SHORT PROBLEM: Which lines in the records below contain the string "rump"? Show each of those lines in full.

STORED RECORDS:
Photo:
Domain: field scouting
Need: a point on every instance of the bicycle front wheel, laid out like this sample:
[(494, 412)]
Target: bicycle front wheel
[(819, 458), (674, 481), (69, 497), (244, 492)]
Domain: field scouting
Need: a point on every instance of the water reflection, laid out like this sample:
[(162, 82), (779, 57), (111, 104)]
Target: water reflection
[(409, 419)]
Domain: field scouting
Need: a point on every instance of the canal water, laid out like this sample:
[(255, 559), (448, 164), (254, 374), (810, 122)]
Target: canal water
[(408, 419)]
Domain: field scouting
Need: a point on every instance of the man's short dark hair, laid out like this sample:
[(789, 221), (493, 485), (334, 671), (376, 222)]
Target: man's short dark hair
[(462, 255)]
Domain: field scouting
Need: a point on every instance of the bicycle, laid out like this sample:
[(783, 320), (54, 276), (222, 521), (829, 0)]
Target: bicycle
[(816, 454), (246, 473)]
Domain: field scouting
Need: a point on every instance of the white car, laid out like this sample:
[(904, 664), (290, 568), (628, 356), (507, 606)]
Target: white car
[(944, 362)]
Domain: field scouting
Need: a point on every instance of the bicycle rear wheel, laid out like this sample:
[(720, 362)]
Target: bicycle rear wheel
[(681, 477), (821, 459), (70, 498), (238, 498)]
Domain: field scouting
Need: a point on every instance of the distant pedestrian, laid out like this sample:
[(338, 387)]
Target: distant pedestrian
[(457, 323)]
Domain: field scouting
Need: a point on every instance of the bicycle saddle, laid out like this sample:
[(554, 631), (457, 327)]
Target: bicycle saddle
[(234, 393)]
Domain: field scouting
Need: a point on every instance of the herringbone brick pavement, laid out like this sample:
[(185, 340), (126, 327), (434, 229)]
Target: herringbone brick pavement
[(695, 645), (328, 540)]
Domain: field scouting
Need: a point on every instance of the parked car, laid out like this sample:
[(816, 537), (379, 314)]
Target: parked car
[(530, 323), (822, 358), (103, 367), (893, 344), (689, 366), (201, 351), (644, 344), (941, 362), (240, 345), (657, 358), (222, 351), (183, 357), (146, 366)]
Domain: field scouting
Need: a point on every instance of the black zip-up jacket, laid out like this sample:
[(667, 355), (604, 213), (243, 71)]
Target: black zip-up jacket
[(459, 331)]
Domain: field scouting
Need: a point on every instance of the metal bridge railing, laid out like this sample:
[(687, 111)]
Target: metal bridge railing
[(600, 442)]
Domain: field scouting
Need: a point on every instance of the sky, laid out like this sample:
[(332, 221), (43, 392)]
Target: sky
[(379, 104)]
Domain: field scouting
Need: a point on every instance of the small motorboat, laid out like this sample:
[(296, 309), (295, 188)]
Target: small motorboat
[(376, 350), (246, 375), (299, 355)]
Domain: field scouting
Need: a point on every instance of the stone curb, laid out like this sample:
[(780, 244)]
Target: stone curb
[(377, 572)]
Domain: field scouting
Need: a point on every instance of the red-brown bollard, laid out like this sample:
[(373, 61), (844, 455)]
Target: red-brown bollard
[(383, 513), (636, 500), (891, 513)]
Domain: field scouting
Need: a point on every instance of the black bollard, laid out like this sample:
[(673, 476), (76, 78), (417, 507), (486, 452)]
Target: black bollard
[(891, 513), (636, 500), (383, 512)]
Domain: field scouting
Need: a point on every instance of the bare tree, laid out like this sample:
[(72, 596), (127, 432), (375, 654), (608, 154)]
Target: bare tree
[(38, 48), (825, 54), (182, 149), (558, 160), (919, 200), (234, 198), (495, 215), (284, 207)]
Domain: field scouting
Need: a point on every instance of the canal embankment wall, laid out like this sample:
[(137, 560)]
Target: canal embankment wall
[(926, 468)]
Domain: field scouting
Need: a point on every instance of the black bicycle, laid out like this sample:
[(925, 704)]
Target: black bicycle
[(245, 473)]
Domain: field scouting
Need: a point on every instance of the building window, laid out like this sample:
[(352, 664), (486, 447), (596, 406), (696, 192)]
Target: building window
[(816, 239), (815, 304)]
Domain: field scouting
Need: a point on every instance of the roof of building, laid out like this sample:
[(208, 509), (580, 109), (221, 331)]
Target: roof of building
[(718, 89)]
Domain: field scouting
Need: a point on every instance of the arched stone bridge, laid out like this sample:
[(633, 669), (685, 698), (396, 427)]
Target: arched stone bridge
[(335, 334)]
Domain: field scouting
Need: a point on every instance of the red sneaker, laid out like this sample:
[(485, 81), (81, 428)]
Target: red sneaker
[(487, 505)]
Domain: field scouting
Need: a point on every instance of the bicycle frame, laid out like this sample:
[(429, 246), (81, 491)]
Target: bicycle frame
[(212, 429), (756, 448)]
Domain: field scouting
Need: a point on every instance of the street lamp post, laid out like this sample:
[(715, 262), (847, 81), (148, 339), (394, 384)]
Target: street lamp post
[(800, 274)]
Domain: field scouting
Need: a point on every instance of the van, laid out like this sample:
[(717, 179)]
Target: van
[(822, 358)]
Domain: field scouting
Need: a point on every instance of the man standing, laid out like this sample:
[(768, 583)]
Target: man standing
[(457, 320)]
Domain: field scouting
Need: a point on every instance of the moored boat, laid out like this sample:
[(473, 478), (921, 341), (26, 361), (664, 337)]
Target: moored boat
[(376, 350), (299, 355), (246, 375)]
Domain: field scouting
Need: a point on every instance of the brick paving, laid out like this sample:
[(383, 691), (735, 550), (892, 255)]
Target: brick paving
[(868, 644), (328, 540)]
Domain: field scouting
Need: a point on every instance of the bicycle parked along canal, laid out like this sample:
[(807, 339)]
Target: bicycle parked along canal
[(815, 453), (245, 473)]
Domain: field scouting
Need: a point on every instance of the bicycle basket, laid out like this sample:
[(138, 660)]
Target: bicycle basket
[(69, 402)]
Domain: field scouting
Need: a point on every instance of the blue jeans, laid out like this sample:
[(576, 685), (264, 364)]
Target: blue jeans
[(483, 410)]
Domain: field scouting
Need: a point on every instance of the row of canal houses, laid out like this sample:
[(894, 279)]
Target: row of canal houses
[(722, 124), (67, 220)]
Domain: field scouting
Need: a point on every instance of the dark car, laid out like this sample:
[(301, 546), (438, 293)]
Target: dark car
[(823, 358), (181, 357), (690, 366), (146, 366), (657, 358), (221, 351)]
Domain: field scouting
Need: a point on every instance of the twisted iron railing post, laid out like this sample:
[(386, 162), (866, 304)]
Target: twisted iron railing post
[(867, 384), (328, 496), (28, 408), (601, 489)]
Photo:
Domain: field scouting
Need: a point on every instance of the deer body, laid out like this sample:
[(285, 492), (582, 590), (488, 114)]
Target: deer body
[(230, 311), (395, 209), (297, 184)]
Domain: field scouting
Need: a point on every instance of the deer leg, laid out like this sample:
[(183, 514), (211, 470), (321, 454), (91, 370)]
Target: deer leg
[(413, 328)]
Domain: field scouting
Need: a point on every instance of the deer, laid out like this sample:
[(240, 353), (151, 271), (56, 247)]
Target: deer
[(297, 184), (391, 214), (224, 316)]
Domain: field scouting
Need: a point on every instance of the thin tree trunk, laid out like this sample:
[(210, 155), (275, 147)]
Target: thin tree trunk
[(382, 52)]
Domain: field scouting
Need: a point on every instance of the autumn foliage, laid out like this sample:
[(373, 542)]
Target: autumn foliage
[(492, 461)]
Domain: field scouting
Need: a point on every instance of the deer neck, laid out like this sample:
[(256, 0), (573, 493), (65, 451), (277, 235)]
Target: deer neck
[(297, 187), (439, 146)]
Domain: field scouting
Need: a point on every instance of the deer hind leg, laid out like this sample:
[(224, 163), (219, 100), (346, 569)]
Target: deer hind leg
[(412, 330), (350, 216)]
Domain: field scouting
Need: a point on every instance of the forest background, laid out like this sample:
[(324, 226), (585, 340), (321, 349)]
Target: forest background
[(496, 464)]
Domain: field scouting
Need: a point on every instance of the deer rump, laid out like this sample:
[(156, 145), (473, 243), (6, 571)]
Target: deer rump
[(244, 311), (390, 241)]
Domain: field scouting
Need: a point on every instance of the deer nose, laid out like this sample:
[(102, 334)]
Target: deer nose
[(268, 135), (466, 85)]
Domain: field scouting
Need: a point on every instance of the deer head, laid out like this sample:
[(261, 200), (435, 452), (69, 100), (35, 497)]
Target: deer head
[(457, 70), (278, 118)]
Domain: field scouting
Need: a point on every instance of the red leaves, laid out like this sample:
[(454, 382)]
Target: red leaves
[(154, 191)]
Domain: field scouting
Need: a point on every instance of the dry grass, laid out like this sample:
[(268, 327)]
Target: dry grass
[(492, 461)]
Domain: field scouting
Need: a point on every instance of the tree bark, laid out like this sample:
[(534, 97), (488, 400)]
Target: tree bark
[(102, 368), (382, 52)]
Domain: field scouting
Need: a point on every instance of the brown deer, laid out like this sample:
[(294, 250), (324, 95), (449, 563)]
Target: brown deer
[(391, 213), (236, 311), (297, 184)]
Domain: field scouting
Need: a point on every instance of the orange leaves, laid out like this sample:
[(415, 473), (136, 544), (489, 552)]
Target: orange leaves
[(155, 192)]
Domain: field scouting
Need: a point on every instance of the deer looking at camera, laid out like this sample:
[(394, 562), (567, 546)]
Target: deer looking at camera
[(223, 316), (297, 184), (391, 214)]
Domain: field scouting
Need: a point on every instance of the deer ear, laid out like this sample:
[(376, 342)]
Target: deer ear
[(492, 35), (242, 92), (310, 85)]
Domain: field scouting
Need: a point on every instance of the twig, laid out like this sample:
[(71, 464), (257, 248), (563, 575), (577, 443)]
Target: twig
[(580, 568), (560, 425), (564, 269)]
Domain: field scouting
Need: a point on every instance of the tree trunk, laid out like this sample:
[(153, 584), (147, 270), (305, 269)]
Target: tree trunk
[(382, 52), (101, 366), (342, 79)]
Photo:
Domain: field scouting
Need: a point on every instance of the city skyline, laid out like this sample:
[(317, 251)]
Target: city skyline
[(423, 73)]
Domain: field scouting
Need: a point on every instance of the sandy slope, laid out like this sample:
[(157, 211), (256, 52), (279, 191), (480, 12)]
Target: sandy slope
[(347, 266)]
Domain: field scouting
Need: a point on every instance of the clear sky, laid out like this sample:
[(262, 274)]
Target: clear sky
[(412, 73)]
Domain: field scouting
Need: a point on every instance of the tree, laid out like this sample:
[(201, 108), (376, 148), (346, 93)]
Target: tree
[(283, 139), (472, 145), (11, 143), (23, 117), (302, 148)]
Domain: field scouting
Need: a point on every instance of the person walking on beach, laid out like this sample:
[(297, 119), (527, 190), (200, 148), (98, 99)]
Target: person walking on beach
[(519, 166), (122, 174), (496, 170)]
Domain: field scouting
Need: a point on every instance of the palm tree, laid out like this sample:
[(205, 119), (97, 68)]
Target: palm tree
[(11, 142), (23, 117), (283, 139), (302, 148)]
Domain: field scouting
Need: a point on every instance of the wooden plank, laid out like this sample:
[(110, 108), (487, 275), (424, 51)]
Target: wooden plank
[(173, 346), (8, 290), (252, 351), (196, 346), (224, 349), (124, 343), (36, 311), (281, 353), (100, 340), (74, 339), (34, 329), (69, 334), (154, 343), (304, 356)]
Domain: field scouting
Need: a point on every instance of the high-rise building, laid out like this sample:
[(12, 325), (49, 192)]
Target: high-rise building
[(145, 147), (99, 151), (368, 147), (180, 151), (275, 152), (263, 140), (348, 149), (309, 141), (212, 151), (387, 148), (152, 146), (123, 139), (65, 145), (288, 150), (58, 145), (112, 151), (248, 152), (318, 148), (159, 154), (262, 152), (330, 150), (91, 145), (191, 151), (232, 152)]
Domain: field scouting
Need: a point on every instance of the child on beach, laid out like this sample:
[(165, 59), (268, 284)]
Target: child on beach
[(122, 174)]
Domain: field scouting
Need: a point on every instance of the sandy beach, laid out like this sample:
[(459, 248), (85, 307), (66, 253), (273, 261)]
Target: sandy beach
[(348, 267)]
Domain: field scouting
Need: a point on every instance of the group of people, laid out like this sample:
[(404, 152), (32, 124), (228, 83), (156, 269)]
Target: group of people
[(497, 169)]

CORRECT RESPONSE:
Need: a point on every instance of the deer rump, laid out like this sample:
Target: deer rump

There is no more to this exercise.